— START Listing —

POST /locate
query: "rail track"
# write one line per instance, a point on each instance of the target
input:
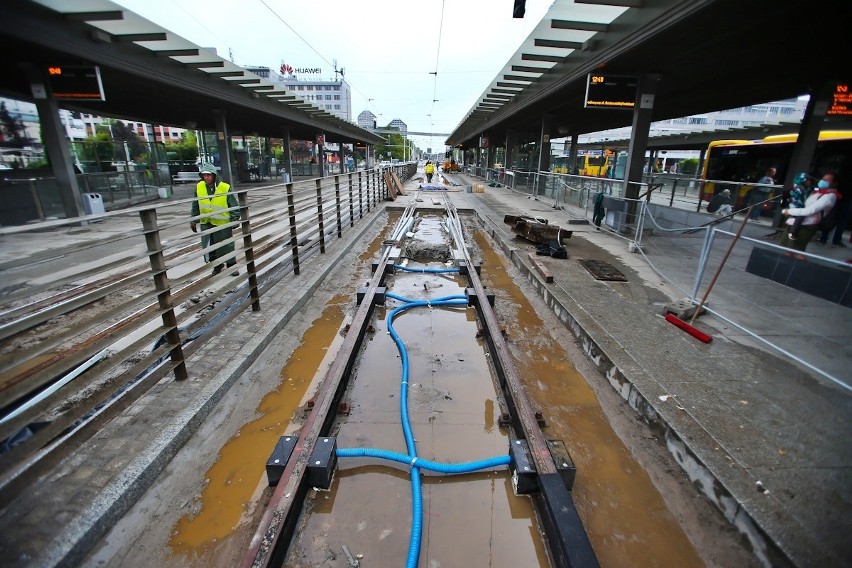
(538, 468)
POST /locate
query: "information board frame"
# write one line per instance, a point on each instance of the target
(616, 92)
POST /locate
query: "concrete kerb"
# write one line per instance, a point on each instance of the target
(625, 376)
(75, 540)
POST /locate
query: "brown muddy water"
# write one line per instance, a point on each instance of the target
(468, 520)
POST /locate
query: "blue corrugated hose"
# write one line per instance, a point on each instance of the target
(411, 458)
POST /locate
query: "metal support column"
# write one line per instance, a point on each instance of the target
(319, 213)
(294, 238)
(223, 143)
(164, 294)
(245, 226)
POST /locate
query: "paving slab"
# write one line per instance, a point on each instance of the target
(740, 414)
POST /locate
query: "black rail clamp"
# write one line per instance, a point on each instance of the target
(322, 463)
(463, 268)
(378, 298)
(524, 474)
(278, 459)
(564, 464)
(473, 299)
(388, 266)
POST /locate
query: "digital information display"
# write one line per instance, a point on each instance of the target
(611, 91)
(75, 82)
(841, 101)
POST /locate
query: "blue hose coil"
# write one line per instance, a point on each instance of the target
(451, 468)
(411, 458)
(425, 270)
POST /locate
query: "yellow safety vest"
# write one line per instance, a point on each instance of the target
(213, 208)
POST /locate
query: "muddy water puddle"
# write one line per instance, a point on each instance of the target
(468, 520)
(232, 481)
(623, 513)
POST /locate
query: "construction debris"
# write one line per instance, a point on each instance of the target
(536, 230)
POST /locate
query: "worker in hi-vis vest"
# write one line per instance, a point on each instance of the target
(430, 170)
(216, 206)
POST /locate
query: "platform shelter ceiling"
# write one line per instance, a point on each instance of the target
(709, 55)
(150, 74)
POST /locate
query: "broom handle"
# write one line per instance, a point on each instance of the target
(722, 265)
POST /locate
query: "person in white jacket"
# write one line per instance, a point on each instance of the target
(818, 204)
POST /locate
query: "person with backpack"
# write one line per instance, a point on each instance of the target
(720, 204)
(836, 219)
(817, 206)
(802, 187)
(429, 170)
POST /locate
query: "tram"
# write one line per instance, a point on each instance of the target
(747, 160)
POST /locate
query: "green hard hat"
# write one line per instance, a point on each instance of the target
(800, 178)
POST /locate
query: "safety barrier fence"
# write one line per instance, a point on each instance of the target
(89, 323)
(757, 290)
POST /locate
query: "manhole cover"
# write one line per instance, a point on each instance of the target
(603, 270)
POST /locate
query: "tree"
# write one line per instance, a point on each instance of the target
(122, 133)
(13, 134)
(183, 150)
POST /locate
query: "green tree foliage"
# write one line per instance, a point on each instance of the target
(183, 150)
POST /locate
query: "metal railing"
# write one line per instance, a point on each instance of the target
(88, 322)
(682, 244)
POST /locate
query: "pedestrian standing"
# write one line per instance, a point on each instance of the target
(820, 202)
(760, 193)
(429, 169)
(216, 206)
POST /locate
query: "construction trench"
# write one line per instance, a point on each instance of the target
(442, 391)
(342, 394)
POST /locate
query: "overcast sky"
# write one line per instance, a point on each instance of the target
(390, 49)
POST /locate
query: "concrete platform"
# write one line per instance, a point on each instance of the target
(762, 438)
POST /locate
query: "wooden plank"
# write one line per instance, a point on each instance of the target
(399, 189)
(542, 269)
(391, 187)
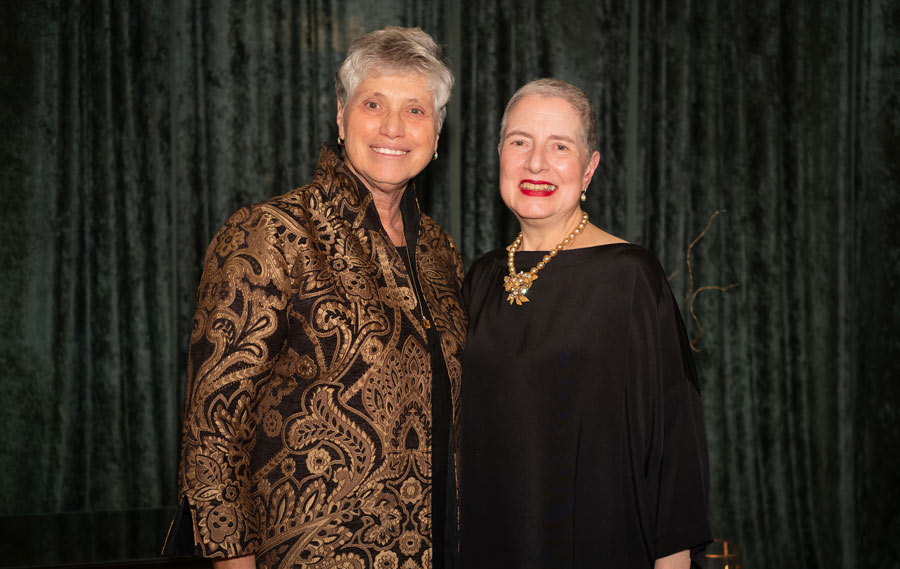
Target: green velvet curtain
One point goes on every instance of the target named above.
(131, 130)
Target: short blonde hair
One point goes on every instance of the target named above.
(395, 50)
(573, 95)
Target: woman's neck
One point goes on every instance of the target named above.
(388, 208)
(543, 235)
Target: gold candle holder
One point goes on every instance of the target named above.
(724, 554)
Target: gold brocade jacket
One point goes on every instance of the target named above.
(307, 425)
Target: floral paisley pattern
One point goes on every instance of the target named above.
(307, 427)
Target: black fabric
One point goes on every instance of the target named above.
(582, 436)
(443, 503)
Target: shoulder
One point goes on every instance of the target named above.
(434, 233)
(489, 262)
(635, 265)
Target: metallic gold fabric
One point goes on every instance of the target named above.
(308, 411)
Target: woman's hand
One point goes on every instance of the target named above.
(680, 560)
(245, 562)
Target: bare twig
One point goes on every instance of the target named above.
(692, 291)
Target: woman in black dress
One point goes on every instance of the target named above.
(582, 437)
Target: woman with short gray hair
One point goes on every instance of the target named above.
(324, 361)
(581, 432)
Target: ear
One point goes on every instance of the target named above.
(589, 170)
(340, 120)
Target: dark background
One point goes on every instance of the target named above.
(130, 130)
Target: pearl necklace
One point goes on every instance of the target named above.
(517, 285)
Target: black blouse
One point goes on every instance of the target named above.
(582, 437)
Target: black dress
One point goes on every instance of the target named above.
(582, 441)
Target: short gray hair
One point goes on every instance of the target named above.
(573, 95)
(395, 50)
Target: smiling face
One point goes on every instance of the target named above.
(544, 162)
(390, 130)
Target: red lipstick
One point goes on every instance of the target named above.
(537, 188)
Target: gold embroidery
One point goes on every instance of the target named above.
(307, 434)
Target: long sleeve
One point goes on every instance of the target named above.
(237, 329)
(681, 515)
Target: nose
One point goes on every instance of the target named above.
(536, 159)
(392, 125)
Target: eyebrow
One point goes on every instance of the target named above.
(551, 137)
(381, 95)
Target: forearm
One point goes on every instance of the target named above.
(245, 562)
(680, 560)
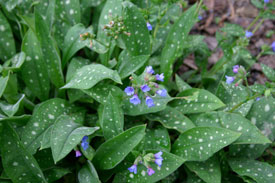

— END Listing —

**Written request**. Convert all of the data above into a numbered list, one line per entry, with blank lines left out. Omit the pictures from your answer.

**Response for this exercise**.
1. POST /locate
2. query: "rail track"
3. # write one line per instance, a point on each instance of the target
4. input:
5. (538, 468)
6. POST /locate
7. query: "information board frame"
8. # write one line per instance, a point on each instance of the target
9. (616, 92)
10. POST /locate
11. query: "concrete kerb"
12. # write one line per instance, a point on each instance of the target
13. (625, 376)
14. (75, 540)
15. POST /locate
16. query: "brown muddy water"
17. # write one line per instance, a point on each instance of the target
18. (468, 520)
19. POST /locate
20. query: "blue corrugated hose"
21. # write one line per instance, a point on each instance of the target
22. (411, 458)
23. POST /locate
24. query: "metal support column"
25. # write one line per instance, a point on each instance of the target
26. (319, 213)
27. (294, 238)
28. (223, 143)
29. (164, 294)
30. (245, 226)
31. POST /locate
32. query: "paving slab"
33. # write one line per instance, a point on each instance of the target
34. (740, 414)
35. POST /locate
36. query: "black rail clamp"
37. # write one line per instance, a point on each instance of the target
38. (322, 463)
39. (463, 268)
40. (378, 298)
41. (524, 474)
42. (278, 459)
43. (564, 464)
44. (473, 299)
45. (388, 266)
46. POST /locate
47. query: "digital information display"
48. # write one line per instance, a point on each instance of the target
49. (611, 91)
50. (75, 82)
51. (841, 101)
52. POST /locate
53. query: "blue hose coil"
54. # write one line per instance, a point on each instance of the target
55. (451, 468)
56. (411, 458)
57. (425, 270)
58. POST /locate
59. query: "yellow safety vest"
60. # write one line per instance, a point on each instance of the target
61. (213, 208)
62. POST /locate
63. query: "muddy water puddle"
64. # write one line per instance, a point on each instance of the target
65. (468, 520)
66. (232, 481)
67. (623, 513)
68. POST /locate
69. query: "construction debris"
70. # write one line per instance, a point on each instance of the target
71. (536, 230)
72. POST /locate
73. query: "worker in hi-vis vest"
74. # write one line per instance, a point on each instance of the target
75. (430, 170)
76. (216, 206)
77. POST /locate
78. query: "platform shelter ceiling"
79. # write one line per instance, a point on each instance of the target
80. (709, 55)
81. (150, 74)
82. POST /locate
83. query: "broom handle"
84. # write one line per instance, a point on each instance of the target
85. (722, 265)
86. POST /locate
87. query: "person in white jacket"
88. # write one line per instance, a point on each instance of the target
89. (818, 204)
90. POST /locate
91. query: "person with backpack"
92. # write one line per instance, a point on each instance of the target
93. (720, 204)
94. (836, 219)
95. (817, 206)
96. (802, 187)
97. (429, 170)
98. POST /locate
99. query: "tram"
100. # write one line per instance, a point on each instance of the target
101. (747, 160)
102. POST /locate
103. query: "green hard hat"
104. # write one line per instance, a point on each instance of the target
105. (800, 178)
106. POST /locate
107. query: "safety barrier fence"
108. # write one line per instance, a point on each instance of the target
109. (89, 323)
110. (757, 290)
111. POST /locate
112. query: "manhole cover"
113. # write one line per instance, a point on each instance of the target
114. (603, 270)
115. POST /locate
116. query: "tree"
117. # write one line per instance, a point on each instance of the target
118. (122, 133)
119. (13, 134)
120. (183, 150)
121. POST /locate
122. query: "green tree foliage"
123. # write one line per instance, a point on each instance of the target
124. (183, 150)
125. POST /locate
126. query: "metal railing"
127. # write one line per instance, a point on each instance of the target
128. (88, 322)
129. (682, 244)
130. POST /locate
131. query: "pedestrian standing"
132. # write one line per instance, a point on each instance of the target
133. (820, 202)
134. (760, 193)
135. (429, 169)
136. (216, 206)
137. POST /locate
138. query: "construction trench"
139. # write one line per instance, a point on each instance of the target
140. (442, 391)
141. (342, 394)
142. POST /locate
143. query: "overcast sky"
144. # write one line per instance, a point on each instance of the target
145. (390, 49)
146. POST /locate
147. query: "concrete platform"
148. # write one line per instance, a point on each instance of the target
149. (762, 438)
150. POST /locate
151. query: "wooden plank"
152. # write one line per instance, a point on each instance of the target
153. (399, 189)
154. (542, 269)
155. (391, 187)
156. Target: green velvet curtain
157. One point goes on every instance of the target named above.
158. (131, 130)
159. Target: short blonde hair
160. One point goes on every instance of the target named above.
161. (395, 50)
162. (573, 95)
163. Target: woman's neck
164. One point goes on every instance of the target named above.
165. (388, 208)
166. (543, 235)
167. Target: gold candle holder
168. One point goes on every instance of the target named above.
169. (724, 554)
170. Target: gold brocade jacket
171. One point goes on every instance of the target named above.
172. (307, 425)
173. Target: floral paisley pattern
174. One point goes on every instance of the target named above.
175. (307, 427)
176. Target: black fabric
177. One point goes on every instance of the target named above.
178. (582, 436)
179. (443, 503)
180. Target: shoulder
181. One point goes on every instance of the target named above.
182. (434, 233)
183. (489, 262)
184. (635, 265)
185. Target: metallic gold fabric
186. One point goes on every instance of the target named above.
187. (308, 411)
188. Target: woman's hand
189. One point goes on every instance of the target named above.
190. (680, 560)
191. (245, 562)
192. Target: bare twig
193. One point goes on every instance of the target named above.
194. (692, 291)
195. Target: woman in black dress
196. One point goes on every instance of the target named above.
197. (582, 437)
198. Target: woman with short gray hair
199. One point goes on every instance of the target named above.
200. (324, 361)
201. (581, 432)
202. Target: ear
203. One point goes on every instance of the target named above.
204. (589, 170)
205. (340, 120)
206. Target: dark background
207. One point goes on every instance of the target named above.
208. (130, 130)
209. Target: pearl necklace
210. One point goes on every instance of the target named above.
211. (517, 285)
212. Target: black blouse
213. One point goes on every instance of the target named above.
214. (582, 437)
215. Target: black dress
216. One point goes on every instance of the target named above.
217. (582, 441)
218. Target: short gray hair
219. One point goes on every instance of the target named above.
220. (573, 95)
221. (395, 50)
222. Target: smiling face
223. One point goes on every instance of the target named above.
224. (544, 162)
225. (390, 130)
226. Target: red lipstick
227. One point goes on every instance of the target named above.
228. (537, 188)
229. Target: gold embroidery
230. One point goes on every instance of the target named above.
231. (307, 434)
232. Target: long sleeve
233. One point goes on every instance of the target named above.
234. (237, 329)
235. (681, 515)
236. Target: nose
237. One point goes on every instance of the target named above.
238. (536, 159)
239. (392, 125)
240. Target: eyebrow
241. One point goes on every instance of the target named above.
242. (551, 137)
243. (381, 95)
244. Target: forearm
245. One point goes on every instance of the target named above.
246. (245, 562)
247. (680, 560)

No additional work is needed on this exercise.